(Records from an annotation dataset)
..........

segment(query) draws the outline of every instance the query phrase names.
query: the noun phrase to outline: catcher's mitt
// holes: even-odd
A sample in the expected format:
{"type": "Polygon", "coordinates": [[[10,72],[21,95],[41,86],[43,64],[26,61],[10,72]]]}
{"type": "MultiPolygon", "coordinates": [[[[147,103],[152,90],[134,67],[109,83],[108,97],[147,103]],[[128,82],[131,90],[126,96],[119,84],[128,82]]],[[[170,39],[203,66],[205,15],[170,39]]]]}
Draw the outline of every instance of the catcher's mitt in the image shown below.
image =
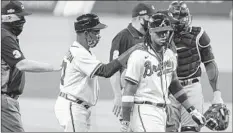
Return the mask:
{"type": "Polygon", "coordinates": [[[213,104],[204,113],[206,118],[206,127],[210,130],[226,130],[229,125],[230,111],[225,104],[213,104]]]}

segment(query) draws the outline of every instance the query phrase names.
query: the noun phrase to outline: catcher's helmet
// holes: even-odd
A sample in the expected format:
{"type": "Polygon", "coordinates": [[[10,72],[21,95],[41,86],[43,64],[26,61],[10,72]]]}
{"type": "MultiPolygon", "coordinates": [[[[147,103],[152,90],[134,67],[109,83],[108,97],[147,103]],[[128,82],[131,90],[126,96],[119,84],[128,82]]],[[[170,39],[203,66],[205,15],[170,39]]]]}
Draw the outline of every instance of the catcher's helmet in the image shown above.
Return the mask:
{"type": "Polygon", "coordinates": [[[101,30],[106,27],[107,25],[100,23],[97,15],[91,13],[79,16],[74,22],[76,32],[83,32],[86,30],[101,30]]]}
{"type": "Polygon", "coordinates": [[[148,27],[153,32],[172,31],[171,22],[168,16],[163,13],[155,13],[151,16],[148,27]]]}
{"type": "Polygon", "coordinates": [[[187,27],[192,22],[189,8],[184,1],[173,1],[168,8],[174,20],[179,22],[179,28],[187,27]]]}

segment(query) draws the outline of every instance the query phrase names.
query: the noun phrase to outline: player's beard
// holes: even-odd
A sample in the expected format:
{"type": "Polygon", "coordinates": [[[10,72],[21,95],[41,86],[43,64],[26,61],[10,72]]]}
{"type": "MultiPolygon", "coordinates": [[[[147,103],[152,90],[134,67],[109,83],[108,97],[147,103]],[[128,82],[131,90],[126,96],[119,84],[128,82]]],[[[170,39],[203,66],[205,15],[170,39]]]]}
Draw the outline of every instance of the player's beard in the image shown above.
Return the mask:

..........

Transcribe each line above verbatim, with the pictures left out.

# Full answer:
segment(query) draws the outline of every instance the query phrase names.
query: the noun phrase to outline: catcher's mitt
// holes: even-odd
A sample in the expected format:
{"type": "Polygon", "coordinates": [[[10,72],[21,95],[41,86],[43,64],[26,61],[10,72]]]}
{"type": "MultiPolygon", "coordinates": [[[[147,103],[152,90],[134,67],[109,83],[108,97],[147,103]],[[128,82],[131,90],[126,96],[119,84],[128,82]]],[[[170,39],[203,66],[205,15],[170,39]]]]}
Draw the outline of every instance of the catcher's mitt in the image shown below.
image =
Return the mask:
{"type": "Polygon", "coordinates": [[[213,104],[204,113],[206,118],[206,127],[210,130],[226,130],[229,125],[230,111],[225,104],[213,104]]]}

segment(query) draws the outline of every instance the query phrase names.
query: the noun phrase to outline: catcher's helmet
// holes: even-odd
A sample in the expected format:
{"type": "Polygon", "coordinates": [[[10,72],[21,95],[41,86],[43,64],[26,61],[10,72]]]}
{"type": "MultiPolygon", "coordinates": [[[[147,103],[152,90],[134,67],[109,83],[108,97],[147,103]],[[128,82],[131,90],[126,96],[119,84],[128,82]]],[[[170,39],[203,66],[205,15],[170,39]]]]}
Draw the outline of every instance of the catcher's helmet in the image shown above.
Return the mask:
{"type": "Polygon", "coordinates": [[[101,30],[106,27],[107,25],[100,23],[97,15],[91,13],[79,16],[74,22],[76,32],[83,32],[86,30],[101,30]]]}
{"type": "Polygon", "coordinates": [[[148,27],[153,32],[172,31],[171,22],[168,16],[163,13],[155,13],[151,16],[148,27]]]}
{"type": "Polygon", "coordinates": [[[187,27],[192,22],[189,8],[184,1],[173,1],[168,8],[174,20],[179,22],[179,28],[187,27]]]}

segment(query) draws the outline of every instance the query phrase names.
query: the noun phrase to outline: player's beard
// holes: even-odd
A sample in the expected format:
{"type": "Polygon", "coordinates": [[[10,72],[21,95],[41,86],[43,64],[26,61],[10,72]]]}
{"type": "MultiPolygon", "coordinates": [[[[147,103],[152,90],[134,67],[109,83],[108,97],[147,103]],[[128,82],[131,90],[126,96],[119,84],[128,82]]],[[[170,39],[203,66],[205,15],[170,39]]]]}
Draw the outline of every instance of the player's beard in the image shown above.
Return the mask:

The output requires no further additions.